## [DOCUMENT TEXT]
[start]
# Aspire Quad-Flex Survival 4-in-1 Atomizer Kit



## Nailedit77 (27/7/16)

*Aspire Quad-Flex RDA:*
Diameter: 22mm;
Height: 35mm;
Side airflow sleeve;
Wide bore drip tip;
RDA base + RDA deck

*Aspire Quad-Flex Squonker RDA*
Diameter: 22mm;
Height: 35mm;
Side airflow sleeve;
Wide bore drip tip;
RDA base + RDA deck
Comes with capillary screws

*Aspire Quad-Flex Nautilus X Tank:*
Diameter: 22mm;
E-juice capacity: 2ml;
Stainless Steel and Glass construction

*Aspire Quad-Flex RDTA:*
Diameter: 22mm;
Height: 55mm;
Side airflow sleeve;
Wide bore drip tip;
E-juice capacity: 2ml

Kit Include:
1 x Quad-Flex RDTA;
1 x Replacement Nautilus X 2ml Pyrex;
1 x Nautilus X Top Hardware; 
1 x 510 Drip Tip Adapter;
1x Capillary Screw;
1 x Top Hardware with Top Airflow;
1 x RDA Base;
1 x Nautilus X 1.8 ohm Coil;
1 x Baggy of Organic cotton;
1 x Allen Wrench; 
2 x Pre-Built Clapton coils;
4 x Extra Grub Screws;
1 x Extra O-ring Sets

*Aspire Quad-Flex RDTA:*
To configure the Quad-Flex RDTA, connect the Nautilus X Base Hardware to RDA deck using the RDTA tank adapter. The Quad-Flex RDTA configuration supports dual or single airflow. The Quad-Flex comes with two adjustable airflow sleeves. There is a Top Airflow and a side Airflow Sleeve. Interchange according to your airflow preferences.
[end]
## [EXERCISE TASK]
Answer these from the Quad-Flex kit post:
1. What height is listed for the Quad-Flex RDTA?
2. How many pre-built Clapton coils are in the kit?
3. What connects the Nautilus X Base Hardware to the RDA deck in the RDTA configuration?

## [DATA RECORDS]
[start]
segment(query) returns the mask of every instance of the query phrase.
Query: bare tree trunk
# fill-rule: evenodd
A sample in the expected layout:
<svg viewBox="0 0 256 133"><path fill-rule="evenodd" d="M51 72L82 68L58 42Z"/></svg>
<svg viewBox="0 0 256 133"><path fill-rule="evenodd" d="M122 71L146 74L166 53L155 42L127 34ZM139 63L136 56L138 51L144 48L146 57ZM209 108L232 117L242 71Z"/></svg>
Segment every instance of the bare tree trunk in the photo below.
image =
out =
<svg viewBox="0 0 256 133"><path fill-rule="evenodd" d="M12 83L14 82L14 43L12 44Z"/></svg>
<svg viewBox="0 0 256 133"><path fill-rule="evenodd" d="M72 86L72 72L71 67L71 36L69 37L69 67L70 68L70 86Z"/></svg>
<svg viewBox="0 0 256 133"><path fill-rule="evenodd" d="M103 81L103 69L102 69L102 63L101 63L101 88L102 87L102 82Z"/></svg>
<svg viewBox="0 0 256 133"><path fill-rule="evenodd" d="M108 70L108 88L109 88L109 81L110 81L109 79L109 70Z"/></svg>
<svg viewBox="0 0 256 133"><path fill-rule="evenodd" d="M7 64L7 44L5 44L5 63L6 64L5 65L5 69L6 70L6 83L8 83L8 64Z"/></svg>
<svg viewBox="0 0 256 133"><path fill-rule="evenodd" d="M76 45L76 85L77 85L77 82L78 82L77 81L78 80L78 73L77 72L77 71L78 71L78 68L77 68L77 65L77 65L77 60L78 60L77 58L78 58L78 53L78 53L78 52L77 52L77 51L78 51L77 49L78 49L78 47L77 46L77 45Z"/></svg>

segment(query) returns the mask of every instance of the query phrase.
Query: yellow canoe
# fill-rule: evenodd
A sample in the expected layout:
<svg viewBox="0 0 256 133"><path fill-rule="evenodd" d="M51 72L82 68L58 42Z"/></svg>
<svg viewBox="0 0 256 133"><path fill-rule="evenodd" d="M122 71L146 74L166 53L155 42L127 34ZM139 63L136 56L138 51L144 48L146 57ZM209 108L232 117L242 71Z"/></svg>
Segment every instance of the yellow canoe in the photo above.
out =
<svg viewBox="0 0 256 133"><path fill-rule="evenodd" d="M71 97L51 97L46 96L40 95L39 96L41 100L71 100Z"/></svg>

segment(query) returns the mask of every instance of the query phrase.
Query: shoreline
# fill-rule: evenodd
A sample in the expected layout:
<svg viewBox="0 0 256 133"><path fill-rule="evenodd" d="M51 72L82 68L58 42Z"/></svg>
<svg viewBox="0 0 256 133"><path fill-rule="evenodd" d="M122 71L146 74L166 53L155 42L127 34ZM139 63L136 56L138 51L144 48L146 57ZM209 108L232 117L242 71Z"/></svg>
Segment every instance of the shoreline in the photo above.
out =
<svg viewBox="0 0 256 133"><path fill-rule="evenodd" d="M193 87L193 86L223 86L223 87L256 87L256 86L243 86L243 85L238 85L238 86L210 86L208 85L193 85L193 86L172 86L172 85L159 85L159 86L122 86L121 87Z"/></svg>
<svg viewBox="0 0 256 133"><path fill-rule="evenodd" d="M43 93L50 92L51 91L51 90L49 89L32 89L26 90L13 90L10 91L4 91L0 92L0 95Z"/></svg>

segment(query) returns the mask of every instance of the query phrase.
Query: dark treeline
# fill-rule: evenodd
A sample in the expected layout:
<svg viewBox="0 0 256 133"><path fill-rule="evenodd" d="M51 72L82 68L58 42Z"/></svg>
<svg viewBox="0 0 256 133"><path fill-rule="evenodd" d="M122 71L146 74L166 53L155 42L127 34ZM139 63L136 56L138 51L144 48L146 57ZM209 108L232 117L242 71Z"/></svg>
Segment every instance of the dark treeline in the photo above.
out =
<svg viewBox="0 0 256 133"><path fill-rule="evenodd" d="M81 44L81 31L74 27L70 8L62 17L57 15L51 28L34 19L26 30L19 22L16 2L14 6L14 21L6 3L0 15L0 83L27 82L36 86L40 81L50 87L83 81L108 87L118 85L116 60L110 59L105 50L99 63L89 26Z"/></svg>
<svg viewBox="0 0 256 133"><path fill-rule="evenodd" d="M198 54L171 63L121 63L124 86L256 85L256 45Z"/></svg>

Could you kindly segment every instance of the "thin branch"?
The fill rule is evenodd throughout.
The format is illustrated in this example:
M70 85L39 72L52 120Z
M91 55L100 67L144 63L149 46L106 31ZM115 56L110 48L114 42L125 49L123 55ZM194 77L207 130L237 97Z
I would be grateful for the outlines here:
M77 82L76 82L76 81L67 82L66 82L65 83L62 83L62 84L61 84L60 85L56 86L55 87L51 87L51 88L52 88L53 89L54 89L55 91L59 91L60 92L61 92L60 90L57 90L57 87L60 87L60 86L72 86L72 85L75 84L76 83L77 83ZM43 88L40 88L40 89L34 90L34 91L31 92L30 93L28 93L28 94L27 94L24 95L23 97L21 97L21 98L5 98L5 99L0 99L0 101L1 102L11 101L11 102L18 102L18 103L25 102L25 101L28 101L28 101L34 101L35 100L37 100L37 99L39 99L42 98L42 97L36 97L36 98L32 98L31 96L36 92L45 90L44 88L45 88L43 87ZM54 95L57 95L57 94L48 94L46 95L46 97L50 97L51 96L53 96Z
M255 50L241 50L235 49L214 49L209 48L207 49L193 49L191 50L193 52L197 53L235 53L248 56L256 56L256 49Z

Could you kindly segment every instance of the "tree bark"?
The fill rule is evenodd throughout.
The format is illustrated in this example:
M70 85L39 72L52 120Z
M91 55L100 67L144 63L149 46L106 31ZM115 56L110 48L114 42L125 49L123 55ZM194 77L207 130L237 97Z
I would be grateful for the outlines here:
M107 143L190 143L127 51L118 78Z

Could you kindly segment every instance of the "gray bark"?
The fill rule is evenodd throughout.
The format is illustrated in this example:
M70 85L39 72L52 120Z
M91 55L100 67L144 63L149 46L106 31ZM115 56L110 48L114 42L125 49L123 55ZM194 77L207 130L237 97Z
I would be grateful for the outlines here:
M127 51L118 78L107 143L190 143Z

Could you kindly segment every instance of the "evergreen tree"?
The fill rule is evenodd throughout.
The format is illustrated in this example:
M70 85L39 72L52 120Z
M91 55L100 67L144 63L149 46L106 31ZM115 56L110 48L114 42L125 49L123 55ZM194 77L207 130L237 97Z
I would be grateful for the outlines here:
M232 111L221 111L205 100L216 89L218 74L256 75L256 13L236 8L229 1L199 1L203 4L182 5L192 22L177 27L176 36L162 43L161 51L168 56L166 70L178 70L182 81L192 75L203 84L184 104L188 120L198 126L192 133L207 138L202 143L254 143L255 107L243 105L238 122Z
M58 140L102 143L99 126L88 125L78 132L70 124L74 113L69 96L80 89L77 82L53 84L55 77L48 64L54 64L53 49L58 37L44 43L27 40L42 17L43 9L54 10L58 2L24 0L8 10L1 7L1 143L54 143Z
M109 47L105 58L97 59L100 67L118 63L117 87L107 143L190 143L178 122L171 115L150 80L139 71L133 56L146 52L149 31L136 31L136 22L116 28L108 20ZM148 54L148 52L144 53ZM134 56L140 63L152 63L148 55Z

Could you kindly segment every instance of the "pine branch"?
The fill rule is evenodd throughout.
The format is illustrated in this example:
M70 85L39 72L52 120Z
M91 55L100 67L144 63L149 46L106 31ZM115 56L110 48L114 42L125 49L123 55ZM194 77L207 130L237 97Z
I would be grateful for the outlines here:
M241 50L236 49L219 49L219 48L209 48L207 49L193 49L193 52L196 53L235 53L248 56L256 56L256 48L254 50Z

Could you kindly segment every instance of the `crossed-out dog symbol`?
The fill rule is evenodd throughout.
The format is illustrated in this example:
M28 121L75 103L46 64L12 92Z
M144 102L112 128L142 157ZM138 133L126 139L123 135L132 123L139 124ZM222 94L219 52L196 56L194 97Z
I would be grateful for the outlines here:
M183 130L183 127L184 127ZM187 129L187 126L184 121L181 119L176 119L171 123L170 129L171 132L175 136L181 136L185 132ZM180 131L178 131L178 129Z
[end]
## [EXERCISE SOLUTION]
1. 55mm
2. Two
3. The RDTA tank adapter